Jolissa Doerksen is a Hantavirus survivor and a former patient of the Queen Elizabeth II Hospital ICU in Grande Prairie, Alberta as well as both the Cardiovascular and General ICU at the University Of Alberta Hospital in Edmonton.
Jolissa became exposed to mouse droppings and debris while cleaning her holiday trailer in the country after winter. Four days after exposure, while camping, she became very fatigued and nauseated. She attributed it to having a 4.5 month old baby, none the less she and her husband Jerry cut the trip short.
While at home for the next 3 days her symptoms worsened and she decided to bring herself into Emergency the next morning. Over night her symptoms became so severe that she couldn't stop shaking and caring for her baby became nearly impossible. With the last amount of strength she had left, she drove herself and her baby to the hospital at 7am. It took her a half hour to regain strength from the 15 minute drive to even carry in the car seat.

[Data for pointing to referred-to regions]
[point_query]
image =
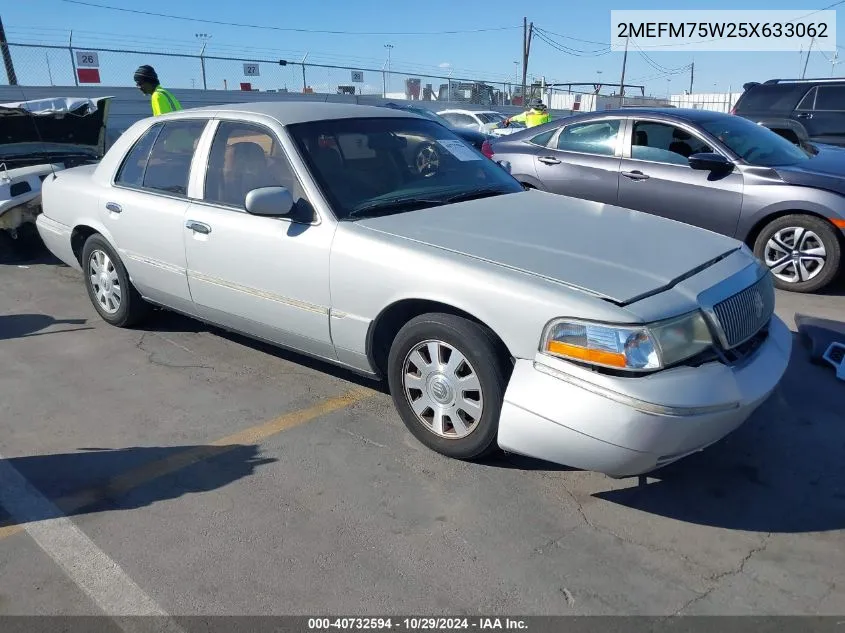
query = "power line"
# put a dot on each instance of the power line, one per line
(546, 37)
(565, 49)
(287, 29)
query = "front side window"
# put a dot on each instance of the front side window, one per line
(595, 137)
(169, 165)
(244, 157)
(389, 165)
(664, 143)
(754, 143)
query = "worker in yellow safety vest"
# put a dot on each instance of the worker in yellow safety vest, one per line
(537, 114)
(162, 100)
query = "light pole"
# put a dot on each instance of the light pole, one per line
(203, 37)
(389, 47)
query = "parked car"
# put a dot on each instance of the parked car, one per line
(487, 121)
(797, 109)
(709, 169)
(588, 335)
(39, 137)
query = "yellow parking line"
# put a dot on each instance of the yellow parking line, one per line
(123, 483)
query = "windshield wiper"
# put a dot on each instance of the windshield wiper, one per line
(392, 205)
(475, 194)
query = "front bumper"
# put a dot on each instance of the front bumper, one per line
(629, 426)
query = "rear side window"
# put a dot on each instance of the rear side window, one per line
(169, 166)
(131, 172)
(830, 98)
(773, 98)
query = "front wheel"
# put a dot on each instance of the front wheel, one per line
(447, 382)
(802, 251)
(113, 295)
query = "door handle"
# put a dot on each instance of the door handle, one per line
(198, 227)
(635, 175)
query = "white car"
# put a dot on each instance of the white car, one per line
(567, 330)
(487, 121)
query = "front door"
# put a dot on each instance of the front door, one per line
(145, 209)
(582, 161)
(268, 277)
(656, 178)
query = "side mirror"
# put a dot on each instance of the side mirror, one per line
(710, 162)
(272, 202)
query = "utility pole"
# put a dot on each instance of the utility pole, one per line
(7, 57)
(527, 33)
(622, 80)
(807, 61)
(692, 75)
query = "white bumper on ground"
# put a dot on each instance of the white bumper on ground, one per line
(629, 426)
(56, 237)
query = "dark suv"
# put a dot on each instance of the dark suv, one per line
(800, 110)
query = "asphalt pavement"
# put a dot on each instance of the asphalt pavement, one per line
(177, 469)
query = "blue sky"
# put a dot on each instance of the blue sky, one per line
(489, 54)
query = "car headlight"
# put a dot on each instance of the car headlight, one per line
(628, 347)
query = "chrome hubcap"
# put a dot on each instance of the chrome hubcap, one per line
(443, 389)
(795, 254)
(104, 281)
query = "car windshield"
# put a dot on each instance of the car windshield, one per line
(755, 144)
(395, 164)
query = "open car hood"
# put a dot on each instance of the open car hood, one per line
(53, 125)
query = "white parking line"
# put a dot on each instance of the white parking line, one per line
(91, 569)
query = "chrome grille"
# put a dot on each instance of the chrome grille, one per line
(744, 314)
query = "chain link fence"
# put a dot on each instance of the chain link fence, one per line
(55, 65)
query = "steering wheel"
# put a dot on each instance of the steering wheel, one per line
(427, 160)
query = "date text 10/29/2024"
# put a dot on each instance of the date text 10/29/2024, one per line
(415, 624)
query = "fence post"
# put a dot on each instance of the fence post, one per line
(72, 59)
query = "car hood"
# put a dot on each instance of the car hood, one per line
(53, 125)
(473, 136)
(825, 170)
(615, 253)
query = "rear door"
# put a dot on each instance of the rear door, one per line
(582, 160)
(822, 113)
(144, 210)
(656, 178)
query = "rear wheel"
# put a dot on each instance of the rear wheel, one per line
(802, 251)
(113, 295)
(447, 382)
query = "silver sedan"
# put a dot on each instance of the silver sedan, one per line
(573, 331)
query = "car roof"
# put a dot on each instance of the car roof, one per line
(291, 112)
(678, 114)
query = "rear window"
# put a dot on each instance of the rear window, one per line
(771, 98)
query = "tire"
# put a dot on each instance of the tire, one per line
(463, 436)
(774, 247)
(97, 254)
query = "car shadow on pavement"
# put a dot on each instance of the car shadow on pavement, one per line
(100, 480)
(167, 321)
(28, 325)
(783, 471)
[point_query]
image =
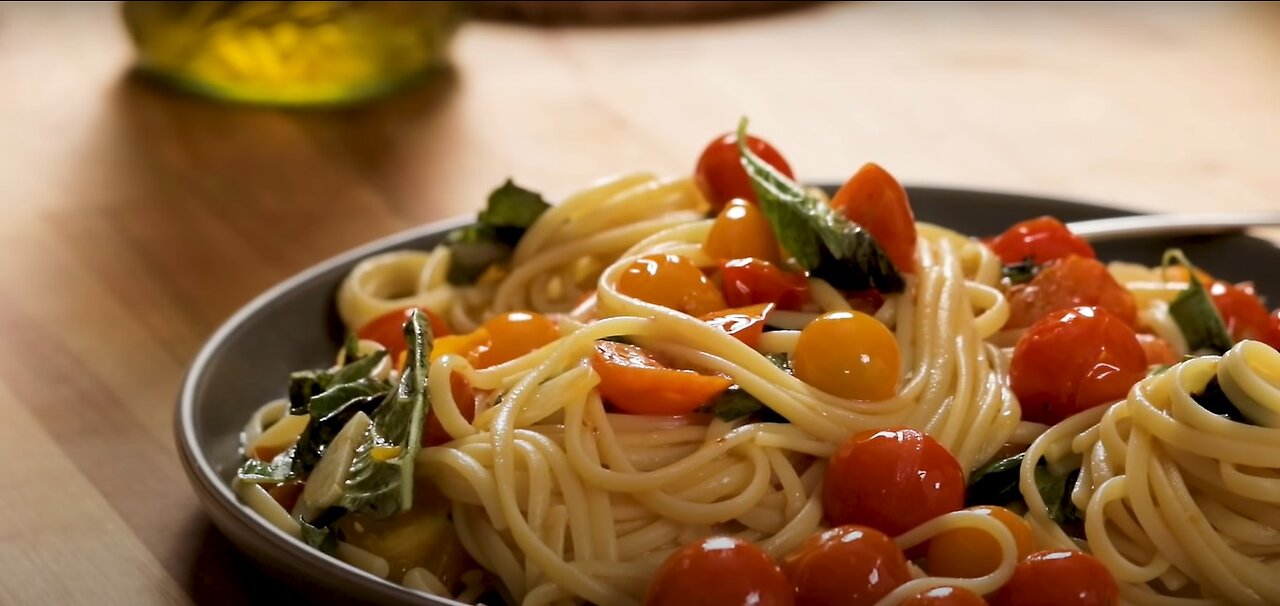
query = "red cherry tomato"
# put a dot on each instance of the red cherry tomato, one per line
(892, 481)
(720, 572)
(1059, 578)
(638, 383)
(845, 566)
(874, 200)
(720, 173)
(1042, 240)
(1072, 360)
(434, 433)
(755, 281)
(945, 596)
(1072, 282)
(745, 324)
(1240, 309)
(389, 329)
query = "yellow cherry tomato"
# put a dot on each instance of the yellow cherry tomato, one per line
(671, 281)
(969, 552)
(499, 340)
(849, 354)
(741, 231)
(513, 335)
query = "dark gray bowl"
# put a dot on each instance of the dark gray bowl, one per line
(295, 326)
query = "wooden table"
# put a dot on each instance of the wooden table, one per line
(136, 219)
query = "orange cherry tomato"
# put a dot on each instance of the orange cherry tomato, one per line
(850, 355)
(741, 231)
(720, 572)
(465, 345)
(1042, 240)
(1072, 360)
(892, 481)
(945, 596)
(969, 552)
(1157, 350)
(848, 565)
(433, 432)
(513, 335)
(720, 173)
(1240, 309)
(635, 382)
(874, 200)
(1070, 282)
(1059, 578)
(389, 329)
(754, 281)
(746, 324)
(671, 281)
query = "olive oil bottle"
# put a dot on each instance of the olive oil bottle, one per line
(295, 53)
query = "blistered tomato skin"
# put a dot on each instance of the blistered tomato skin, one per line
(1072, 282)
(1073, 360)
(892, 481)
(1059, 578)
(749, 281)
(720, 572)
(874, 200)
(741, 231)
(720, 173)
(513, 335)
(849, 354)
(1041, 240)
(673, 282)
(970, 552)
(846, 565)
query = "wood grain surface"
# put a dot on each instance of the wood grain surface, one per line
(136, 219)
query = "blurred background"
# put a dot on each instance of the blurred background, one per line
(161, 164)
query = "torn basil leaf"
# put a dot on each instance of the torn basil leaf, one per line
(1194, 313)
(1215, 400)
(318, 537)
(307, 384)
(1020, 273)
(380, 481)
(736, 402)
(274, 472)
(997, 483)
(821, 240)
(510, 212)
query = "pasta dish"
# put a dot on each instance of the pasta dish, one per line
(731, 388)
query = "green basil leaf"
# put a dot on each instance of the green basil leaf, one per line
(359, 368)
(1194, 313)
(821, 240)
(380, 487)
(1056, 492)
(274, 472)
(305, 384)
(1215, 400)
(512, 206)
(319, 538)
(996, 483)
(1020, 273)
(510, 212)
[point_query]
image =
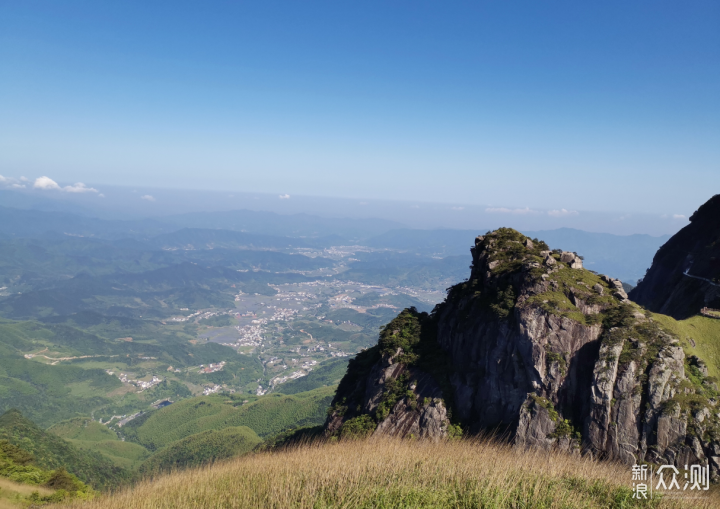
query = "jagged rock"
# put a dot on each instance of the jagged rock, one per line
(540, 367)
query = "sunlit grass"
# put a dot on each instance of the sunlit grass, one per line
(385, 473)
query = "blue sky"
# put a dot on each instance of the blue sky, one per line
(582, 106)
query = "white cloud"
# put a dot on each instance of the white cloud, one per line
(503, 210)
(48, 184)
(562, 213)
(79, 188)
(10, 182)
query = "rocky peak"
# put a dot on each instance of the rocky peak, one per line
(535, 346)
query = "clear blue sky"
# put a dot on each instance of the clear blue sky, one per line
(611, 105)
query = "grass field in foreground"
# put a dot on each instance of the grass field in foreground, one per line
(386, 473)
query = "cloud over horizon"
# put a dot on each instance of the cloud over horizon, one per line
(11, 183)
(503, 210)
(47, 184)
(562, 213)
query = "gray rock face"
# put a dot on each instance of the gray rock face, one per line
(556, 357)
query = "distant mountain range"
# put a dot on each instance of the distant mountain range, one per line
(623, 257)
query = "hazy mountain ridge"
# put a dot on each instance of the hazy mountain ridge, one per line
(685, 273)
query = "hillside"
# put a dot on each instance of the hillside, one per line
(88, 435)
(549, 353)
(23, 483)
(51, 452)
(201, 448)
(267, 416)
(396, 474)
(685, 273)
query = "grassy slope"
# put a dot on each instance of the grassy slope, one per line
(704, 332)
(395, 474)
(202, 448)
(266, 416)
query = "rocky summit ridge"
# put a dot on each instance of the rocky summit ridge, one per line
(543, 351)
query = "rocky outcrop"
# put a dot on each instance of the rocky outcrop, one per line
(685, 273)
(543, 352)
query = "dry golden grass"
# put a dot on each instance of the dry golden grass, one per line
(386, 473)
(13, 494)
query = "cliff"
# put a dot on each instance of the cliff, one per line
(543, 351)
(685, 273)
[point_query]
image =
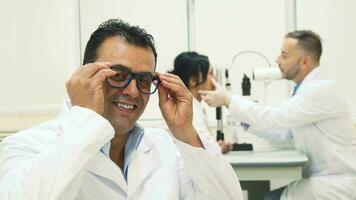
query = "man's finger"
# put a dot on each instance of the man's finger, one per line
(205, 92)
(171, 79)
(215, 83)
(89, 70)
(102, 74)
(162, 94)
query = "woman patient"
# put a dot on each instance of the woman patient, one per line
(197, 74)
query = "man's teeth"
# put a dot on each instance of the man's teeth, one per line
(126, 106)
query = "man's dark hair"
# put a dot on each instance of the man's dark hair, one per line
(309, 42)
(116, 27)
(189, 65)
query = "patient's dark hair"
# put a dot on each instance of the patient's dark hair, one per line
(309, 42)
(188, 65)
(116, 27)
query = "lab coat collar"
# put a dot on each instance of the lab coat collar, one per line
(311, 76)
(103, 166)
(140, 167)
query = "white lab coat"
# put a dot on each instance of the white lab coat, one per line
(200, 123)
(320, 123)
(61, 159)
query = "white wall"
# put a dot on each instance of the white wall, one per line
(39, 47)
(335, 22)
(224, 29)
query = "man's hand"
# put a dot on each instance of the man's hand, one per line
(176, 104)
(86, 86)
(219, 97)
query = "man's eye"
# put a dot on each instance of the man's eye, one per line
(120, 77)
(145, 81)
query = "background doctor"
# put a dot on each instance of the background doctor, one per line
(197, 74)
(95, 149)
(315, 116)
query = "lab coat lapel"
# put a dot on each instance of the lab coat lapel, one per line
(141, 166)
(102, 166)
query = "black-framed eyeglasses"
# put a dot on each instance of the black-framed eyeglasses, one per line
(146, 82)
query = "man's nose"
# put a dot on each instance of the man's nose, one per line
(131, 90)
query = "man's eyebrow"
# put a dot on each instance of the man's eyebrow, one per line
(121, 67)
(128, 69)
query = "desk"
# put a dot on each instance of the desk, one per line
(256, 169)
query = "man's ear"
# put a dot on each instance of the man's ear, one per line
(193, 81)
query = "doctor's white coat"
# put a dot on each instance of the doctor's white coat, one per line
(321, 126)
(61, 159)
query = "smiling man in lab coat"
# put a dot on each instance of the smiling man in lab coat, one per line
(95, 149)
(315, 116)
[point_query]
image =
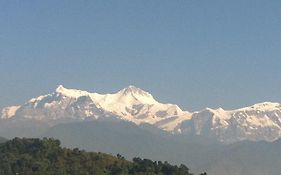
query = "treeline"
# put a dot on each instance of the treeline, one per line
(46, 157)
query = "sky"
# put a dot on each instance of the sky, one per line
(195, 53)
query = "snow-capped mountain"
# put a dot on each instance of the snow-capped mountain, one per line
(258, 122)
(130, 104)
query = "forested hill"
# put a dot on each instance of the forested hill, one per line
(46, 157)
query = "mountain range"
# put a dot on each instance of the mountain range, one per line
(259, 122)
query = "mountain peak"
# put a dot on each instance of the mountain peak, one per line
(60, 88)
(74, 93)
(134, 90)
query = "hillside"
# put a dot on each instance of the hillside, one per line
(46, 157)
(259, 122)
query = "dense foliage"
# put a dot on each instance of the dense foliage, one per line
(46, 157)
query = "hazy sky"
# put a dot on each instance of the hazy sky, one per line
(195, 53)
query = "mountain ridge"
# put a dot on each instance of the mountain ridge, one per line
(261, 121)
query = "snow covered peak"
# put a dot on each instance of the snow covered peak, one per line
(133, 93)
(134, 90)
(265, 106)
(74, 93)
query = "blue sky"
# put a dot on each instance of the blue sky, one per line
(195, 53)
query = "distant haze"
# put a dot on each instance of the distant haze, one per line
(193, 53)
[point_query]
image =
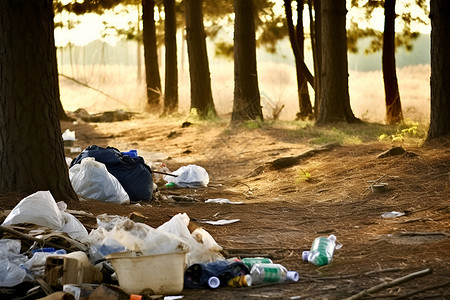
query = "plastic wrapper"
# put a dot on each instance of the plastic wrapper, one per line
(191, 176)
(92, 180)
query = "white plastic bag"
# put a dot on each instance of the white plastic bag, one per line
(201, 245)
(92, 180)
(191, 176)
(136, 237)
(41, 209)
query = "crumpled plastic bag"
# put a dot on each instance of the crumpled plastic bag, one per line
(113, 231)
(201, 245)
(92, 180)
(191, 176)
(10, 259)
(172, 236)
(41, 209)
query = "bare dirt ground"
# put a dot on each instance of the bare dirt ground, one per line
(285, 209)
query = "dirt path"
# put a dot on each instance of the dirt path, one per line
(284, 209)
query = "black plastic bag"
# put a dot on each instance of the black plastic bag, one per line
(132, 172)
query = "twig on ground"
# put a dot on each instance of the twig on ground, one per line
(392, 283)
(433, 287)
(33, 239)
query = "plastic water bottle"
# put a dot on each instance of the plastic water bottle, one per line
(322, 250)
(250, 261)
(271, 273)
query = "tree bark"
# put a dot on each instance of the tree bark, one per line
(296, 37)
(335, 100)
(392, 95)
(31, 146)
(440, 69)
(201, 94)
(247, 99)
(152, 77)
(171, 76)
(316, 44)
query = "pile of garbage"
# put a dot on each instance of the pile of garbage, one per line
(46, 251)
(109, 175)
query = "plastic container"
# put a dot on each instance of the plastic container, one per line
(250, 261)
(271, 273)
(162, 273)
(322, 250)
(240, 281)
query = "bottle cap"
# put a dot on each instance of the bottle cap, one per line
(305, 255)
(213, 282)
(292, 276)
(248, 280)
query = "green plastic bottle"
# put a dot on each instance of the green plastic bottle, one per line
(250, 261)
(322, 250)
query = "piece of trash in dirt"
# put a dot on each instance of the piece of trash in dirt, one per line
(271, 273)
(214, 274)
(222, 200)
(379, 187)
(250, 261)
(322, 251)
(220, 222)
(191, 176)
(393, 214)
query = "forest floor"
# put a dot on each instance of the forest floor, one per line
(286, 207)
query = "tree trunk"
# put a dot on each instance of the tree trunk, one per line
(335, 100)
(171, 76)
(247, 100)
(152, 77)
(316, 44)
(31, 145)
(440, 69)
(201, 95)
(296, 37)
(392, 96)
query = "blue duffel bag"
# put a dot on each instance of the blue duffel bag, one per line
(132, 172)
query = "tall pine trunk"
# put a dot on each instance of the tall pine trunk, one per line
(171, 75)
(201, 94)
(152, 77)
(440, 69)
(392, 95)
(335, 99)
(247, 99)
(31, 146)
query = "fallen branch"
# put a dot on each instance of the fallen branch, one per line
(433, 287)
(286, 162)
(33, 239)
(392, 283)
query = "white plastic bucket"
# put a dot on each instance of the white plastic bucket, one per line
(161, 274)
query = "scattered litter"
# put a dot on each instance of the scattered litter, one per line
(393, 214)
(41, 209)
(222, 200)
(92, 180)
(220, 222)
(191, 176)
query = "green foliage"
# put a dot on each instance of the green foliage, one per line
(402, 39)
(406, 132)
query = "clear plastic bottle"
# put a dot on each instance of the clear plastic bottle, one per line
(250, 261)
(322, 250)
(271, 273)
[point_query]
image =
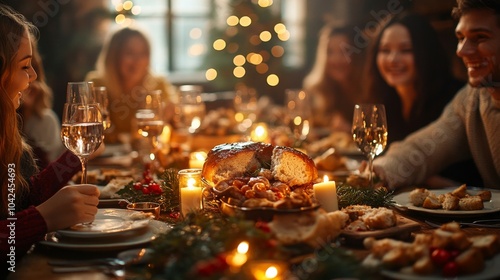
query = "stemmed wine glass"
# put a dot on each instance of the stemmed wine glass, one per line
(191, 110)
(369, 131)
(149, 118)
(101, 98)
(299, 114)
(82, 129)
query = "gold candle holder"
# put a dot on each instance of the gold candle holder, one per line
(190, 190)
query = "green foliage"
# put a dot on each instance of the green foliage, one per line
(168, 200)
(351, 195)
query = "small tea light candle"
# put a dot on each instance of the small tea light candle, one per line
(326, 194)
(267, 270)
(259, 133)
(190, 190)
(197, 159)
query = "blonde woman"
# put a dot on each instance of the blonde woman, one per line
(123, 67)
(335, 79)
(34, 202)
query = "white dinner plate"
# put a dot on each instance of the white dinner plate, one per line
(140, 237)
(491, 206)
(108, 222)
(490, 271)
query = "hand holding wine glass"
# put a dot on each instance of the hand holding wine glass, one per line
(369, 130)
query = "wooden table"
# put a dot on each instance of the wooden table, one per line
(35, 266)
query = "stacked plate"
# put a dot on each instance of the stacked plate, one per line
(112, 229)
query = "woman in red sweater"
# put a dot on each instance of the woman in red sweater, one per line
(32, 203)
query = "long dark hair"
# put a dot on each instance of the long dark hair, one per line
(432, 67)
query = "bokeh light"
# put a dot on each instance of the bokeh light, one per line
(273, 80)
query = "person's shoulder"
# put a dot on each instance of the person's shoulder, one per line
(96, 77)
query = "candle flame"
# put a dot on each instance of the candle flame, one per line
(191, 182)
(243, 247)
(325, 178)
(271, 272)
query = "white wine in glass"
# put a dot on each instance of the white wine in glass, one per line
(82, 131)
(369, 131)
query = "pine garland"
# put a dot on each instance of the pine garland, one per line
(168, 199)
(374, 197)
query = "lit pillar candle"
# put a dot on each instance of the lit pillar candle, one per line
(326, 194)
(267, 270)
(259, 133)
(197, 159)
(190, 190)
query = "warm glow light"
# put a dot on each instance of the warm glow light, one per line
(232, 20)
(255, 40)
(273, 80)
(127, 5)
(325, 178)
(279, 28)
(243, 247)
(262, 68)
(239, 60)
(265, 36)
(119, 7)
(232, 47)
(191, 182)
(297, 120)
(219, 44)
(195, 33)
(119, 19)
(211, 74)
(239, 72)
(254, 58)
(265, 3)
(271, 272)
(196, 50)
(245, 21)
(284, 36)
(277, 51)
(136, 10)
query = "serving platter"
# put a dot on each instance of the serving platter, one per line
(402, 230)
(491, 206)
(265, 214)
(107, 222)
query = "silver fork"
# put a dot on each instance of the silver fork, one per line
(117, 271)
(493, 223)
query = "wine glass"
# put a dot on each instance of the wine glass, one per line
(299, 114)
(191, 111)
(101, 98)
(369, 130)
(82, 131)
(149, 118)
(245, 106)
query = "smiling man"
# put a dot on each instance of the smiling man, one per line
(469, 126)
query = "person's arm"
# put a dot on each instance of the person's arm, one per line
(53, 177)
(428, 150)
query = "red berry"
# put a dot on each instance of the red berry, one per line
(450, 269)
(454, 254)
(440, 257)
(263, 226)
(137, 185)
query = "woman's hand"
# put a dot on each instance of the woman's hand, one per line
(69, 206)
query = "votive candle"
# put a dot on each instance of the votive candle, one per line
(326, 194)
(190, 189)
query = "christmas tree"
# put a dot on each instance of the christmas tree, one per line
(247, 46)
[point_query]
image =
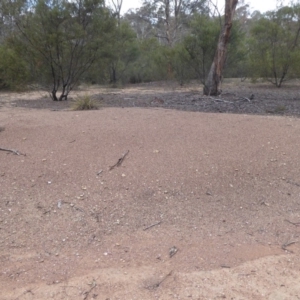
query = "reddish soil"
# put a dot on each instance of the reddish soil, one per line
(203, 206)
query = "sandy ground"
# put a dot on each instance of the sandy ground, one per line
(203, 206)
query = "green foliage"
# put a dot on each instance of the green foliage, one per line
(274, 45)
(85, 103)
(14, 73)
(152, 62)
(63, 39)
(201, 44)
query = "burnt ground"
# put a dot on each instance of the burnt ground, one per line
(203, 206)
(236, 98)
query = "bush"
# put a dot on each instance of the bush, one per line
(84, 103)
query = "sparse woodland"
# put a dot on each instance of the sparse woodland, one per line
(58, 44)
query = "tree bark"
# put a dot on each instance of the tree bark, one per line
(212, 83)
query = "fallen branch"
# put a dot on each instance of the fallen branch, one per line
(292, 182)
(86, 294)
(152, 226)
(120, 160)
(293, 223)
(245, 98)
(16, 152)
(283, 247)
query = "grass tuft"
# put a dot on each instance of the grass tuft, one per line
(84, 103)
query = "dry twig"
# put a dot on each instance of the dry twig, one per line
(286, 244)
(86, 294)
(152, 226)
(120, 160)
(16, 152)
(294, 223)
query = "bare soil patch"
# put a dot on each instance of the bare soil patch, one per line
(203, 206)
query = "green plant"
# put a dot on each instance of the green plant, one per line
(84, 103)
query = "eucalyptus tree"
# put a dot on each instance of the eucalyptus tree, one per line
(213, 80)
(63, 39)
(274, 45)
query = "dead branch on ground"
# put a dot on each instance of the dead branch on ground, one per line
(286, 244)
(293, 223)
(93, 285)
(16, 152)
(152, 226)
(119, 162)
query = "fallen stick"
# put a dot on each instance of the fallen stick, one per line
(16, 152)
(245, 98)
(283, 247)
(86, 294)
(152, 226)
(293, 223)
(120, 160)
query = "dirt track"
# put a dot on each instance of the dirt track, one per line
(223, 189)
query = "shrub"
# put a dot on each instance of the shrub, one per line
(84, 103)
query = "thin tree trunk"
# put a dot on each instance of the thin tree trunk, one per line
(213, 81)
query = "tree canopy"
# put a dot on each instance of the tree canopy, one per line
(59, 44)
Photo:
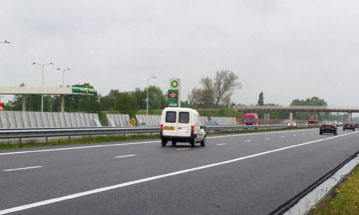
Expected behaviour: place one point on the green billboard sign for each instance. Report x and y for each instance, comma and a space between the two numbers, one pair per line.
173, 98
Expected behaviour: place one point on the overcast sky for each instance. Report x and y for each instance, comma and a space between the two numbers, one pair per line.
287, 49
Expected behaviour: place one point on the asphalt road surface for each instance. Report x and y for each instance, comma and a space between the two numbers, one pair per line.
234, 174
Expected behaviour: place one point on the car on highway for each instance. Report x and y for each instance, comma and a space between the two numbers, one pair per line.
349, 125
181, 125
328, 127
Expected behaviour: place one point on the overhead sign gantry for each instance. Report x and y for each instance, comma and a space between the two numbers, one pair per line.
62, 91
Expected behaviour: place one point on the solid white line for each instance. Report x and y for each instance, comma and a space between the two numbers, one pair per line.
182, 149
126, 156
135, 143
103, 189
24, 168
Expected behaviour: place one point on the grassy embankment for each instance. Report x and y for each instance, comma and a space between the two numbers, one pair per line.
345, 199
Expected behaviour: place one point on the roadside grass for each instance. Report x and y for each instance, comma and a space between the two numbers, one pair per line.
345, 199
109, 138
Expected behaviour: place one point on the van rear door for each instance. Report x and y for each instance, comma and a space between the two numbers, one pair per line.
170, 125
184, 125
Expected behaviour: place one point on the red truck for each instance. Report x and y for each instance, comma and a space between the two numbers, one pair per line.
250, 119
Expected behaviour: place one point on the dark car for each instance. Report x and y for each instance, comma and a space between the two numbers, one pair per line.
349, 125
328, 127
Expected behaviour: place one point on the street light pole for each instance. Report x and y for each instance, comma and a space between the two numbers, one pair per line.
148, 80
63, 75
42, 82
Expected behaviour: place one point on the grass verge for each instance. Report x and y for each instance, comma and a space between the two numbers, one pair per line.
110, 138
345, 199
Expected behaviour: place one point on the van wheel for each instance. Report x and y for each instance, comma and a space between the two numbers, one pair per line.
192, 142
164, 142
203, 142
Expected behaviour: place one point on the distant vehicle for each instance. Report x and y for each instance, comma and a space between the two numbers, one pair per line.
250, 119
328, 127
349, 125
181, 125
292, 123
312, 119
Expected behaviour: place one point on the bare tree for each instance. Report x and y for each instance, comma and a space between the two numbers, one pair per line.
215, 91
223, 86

» Exercise goal
Using the account of Jolissa Doerksen above, decide whether each statement agrees with it, answering yes or no and quoting the words that settle it. 1. She was exposed to mouse droppings while cleaning her holiday trailer. 2. Her husband drove her to the hospital. 3. She felt ill two days after exposure.

» Answer
1. Yes: "Jolissa became exposed to mouse droppings and debris while cleaning her holiday trailer in the country after winter."
2. No: "she drove herself and her baby to the hospital at 7am."
3. No: "Four days after exposure, while camping, she became very fatigued and nauseated."